Microsoft’s Reference documentation.

Microsoft’s Architecture documentation.

This requires .Net Framework 4.8 to be installed on the server the gateway will be installed on - a server restart will be required.

Before you can populate the list, you will need to create it.

Within the site on Sharepoint that you will be using the List, click:

New => List => Blank List => Name it => Create.

As the list I am creating is for a lookup list, I will be requiring two pieces of data from the Customers table => account code and name. Just like an HTML select element, these will represent the value and display text respectively.

So I click the dropdown link in the column header called Title, Column Settings => Rename to rename it AccCode. I then click “+ Add Column” in the next column and name it Name.

The Title column

The Title column is a “special” column in Sharepoint lists.

Using it the way I have described above is totally acceptable, but it can only be done for text type values.

See some discussion aboit it here.

Harking back to Power Automate’s original name, Flow, we create a new scheduled cloud flow.

Step 1 of flow
Step 1 of Flow

For draft 1 of this flow, here are all of the actions, formatted as:

Connector Name - Action Name - My custom name for the action (where applicable):

  1. Schedule - Recurrence
  2. Sharepoint - Get Items - Get existing customers from list
  3. Control - Apply to Each - For Each Customer
  4. Sharepoint - Delete Item - Delete Customer From List
  5. SQL Server - ExecuteProcedure_V2 - Execute Get Customers Stored Procedure
  6. Data Operations - Parse JSON
  7. Control - Apply to Each - For each Customer From Database *
  8. Sharepoint - Create Item - Create Customer In List
The complete Flow
The complete Flow

*A gotcha to watch out for in the second Apply to Each action (renamed as “For each Customer From Database”), is the need to modify the action’s default previous step output when you select the Body Table 1 output from the Parse Json action.

## WHAT TO WORK ON
**A.** List every custom name the SharePoint and Power Automate walkthrough gives to an action in draft 1 of the flow.
**B.** Answer from the SharePoint and Power Automate walkthrough:
(i) Which version of .Net Framework has to be installed on the gateway server?
(ii) What new name is given to the Title column?
(iii) What was Power Automate originally called?
**C.** Carry on the SharePoint and Power Automate walkthrough from its last sentence.

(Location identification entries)

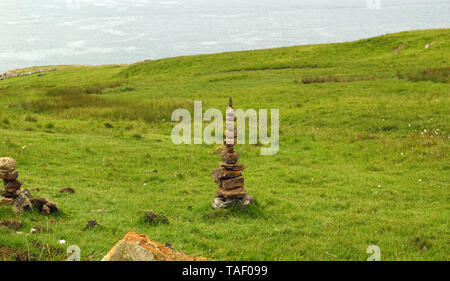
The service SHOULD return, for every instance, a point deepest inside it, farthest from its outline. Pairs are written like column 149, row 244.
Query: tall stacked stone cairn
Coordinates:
column 228, row 175
column 9, row 174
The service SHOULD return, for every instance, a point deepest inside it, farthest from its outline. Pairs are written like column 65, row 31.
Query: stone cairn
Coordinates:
column 21, row 199
column 228, row 175
column 9, row 174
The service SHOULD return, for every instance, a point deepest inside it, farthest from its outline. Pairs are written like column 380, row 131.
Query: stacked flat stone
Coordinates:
column 9, row 174
column 228, row 175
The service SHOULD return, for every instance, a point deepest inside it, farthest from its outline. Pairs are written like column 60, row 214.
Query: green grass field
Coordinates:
column 363, row 159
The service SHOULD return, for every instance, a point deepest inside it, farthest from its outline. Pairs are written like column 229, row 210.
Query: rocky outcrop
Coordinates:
column 138, row 247
column 20, row 73
column 9, row 174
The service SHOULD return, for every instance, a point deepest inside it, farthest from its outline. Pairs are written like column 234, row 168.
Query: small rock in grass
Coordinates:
column 68, row 190
column 91, row 224
column 154, row 218
column 15, row 225
column 23, row 202
column 138, row 247
column 44, row 206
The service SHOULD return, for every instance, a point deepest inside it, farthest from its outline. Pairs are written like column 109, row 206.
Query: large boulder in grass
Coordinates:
column 138, row 247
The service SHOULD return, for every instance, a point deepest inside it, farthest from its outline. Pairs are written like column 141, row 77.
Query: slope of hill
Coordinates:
column 364, row 138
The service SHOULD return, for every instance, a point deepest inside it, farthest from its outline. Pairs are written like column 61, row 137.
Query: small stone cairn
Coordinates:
column 21, row 200
column 228, row 175
column 9, row 174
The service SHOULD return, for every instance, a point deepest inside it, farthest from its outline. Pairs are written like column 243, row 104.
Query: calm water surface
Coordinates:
column 112, row 31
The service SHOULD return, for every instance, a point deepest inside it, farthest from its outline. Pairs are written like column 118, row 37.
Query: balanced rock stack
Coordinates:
column 228, row 175
column 9, row 174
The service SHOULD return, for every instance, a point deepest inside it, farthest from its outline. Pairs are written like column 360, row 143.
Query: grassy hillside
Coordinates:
column 364, row 140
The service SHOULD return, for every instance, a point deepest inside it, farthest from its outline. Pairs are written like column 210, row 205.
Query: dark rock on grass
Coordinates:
column 154, row 218
column 15, row 225
column 67, row 190
column 91, row 224
column 22, row 202
column 38, row 228
column 44, row 206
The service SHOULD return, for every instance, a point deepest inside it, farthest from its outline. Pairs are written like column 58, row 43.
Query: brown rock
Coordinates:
column 10, row 176
column 39, row 204
column 15, row 225
column 91, row 224
column 68, row 190
column 232, row 183
column 234, row 167
column 13, row 186
column 154, row 218
column 138, row 247
column 225, row 174
column 231, row 193
column 221, row 202
column 22, row 202
column 45, row 210
column 6, row 200
column 7, row 165
column 230, row 157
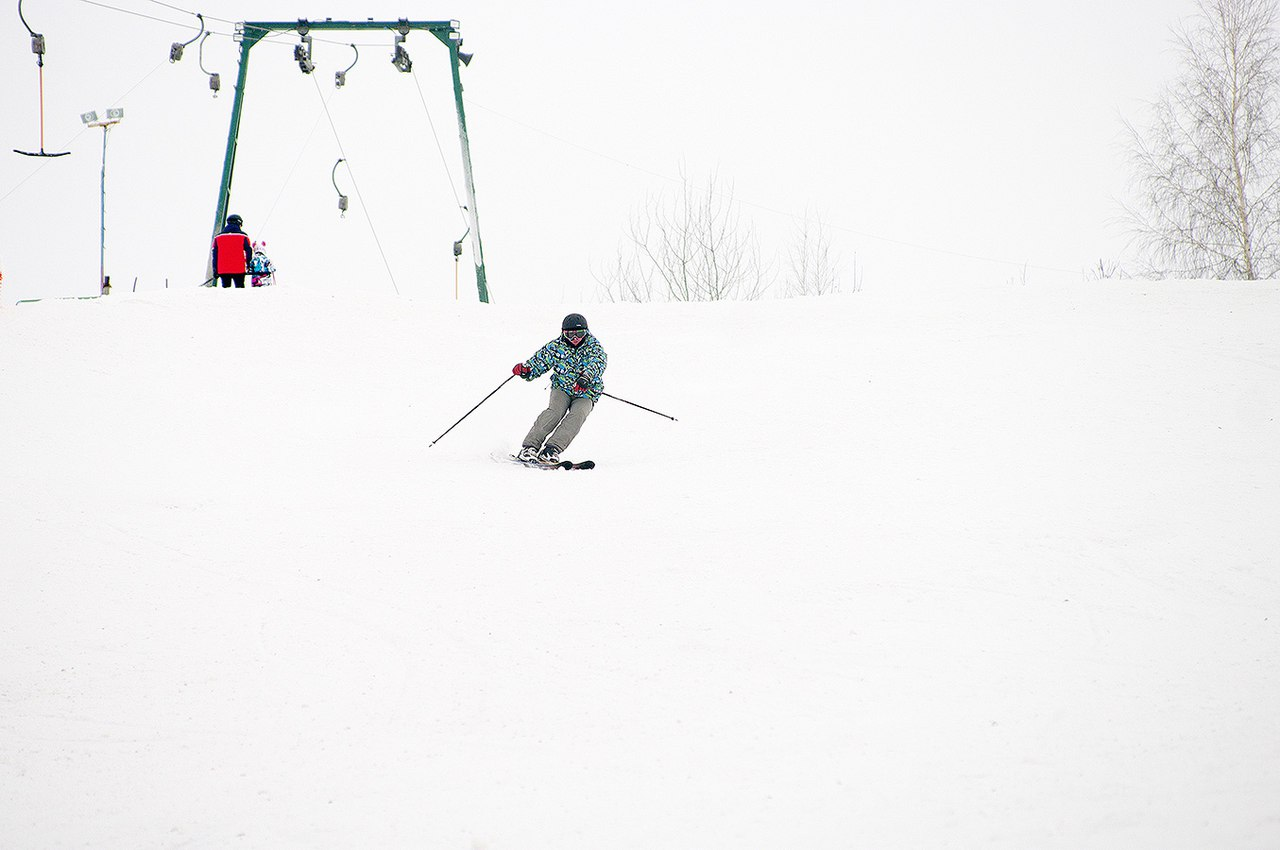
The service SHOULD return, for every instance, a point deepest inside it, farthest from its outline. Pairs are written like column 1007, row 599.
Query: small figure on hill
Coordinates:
column 232, row 252
column 260, row 268
column 576, row 361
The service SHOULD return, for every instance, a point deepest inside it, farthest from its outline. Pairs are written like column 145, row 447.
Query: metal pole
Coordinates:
column 469, row 179
column 101, row 220
column 470, row 411
column 250, row 37
column 640, row 406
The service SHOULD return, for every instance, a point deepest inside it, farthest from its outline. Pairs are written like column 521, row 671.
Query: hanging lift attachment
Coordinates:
column 37, row 46
column 333, row 176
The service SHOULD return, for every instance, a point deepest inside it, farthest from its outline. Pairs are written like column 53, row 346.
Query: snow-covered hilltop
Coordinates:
column 915, row 569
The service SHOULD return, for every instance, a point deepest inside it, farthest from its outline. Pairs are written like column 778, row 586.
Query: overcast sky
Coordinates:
column 960, row 140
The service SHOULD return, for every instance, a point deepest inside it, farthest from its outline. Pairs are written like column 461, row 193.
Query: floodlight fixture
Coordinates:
column 215, row 81
column 302, row 51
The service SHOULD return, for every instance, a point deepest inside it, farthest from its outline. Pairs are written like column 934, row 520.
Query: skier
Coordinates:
column 232, row 252
column 576, row 361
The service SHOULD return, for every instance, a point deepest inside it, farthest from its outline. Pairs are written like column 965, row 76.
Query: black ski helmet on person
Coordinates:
column 574, row 329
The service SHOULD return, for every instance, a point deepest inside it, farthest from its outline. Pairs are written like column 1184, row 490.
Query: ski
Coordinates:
column 562, row 465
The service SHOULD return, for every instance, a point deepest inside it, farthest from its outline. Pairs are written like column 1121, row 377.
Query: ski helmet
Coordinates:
column 574, row 329
column 574, row 321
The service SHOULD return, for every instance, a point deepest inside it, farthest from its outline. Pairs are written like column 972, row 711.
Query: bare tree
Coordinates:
column 814, row 270
column 1206, row 169
column 689, row 247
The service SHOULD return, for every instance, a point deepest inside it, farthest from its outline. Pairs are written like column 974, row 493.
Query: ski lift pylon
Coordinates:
column 37, row 46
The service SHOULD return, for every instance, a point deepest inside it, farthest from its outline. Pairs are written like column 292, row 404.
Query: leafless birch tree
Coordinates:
column 812, row 265
column 1206, row 169
column 693, row 246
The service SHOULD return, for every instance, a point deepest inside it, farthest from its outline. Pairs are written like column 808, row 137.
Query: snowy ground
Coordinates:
column 915, row 569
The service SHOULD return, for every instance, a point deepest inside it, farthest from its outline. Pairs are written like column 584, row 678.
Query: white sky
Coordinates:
column 926, row 133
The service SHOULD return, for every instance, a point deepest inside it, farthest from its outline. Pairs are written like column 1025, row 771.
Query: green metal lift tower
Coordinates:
column 448, row 33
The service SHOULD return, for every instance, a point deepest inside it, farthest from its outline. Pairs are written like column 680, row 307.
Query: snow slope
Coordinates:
column 915, row 567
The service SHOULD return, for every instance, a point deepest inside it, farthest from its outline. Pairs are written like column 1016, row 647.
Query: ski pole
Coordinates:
column 470, row 411
column 640, row 406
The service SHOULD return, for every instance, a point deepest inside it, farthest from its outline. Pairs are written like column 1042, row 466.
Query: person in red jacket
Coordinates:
column 232, row 252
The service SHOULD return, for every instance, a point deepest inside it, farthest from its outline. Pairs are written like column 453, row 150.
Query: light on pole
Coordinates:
column 113, row 117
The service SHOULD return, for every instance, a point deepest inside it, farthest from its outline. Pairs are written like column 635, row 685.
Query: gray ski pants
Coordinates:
column 565, row 415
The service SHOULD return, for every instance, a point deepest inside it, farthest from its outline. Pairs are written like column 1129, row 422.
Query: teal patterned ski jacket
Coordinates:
column 567, row 362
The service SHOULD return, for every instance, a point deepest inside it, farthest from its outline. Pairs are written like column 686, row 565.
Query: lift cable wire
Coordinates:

## EXPECTED ANSWERS
**A.**
Get existing customers from list
For Each Customer
Delete Customer From List
Execute Get Customers Stored Procedure
For each Customer From Database
Create Customer In List

**B.**
(i) .Net Framework 4.8
(ii) AccCode
(iii) Flow

**C.**
The buggy default Apply to Each action
The buggy default Apply to Each previous step output

As it is, the output will generate a null value for the action:

You will need to manually paste in the altered reference to the table within the JSON body:

The updated Apply to Each previous step output
The updated Apply to Each previous step output

Save and Test the flow.

Browse to your List in the Sharepoint site you created it in and you should see the data from your on-prem database listed.

This List is now available as a new field in forms that are created in Sharepoint:

List available as field in form
List available as field in form

Not long after you release this List to your “power” users, you will get an email (or a walk-in) to tell you that the list is showing duplicate items.

This is due to the default configuration/limitation of the Get items action that means it will only retrieve 100 items.

Not all items are retrieved initially
Not all items are retrieved initially

The solution to the issue, detailed here, is to up the limit to a value greater than the number of items in the list (with a current maximum of 5,000 items).

Setting the number of items to retrieve to the max.
Setting the number of items to retrieve to the max.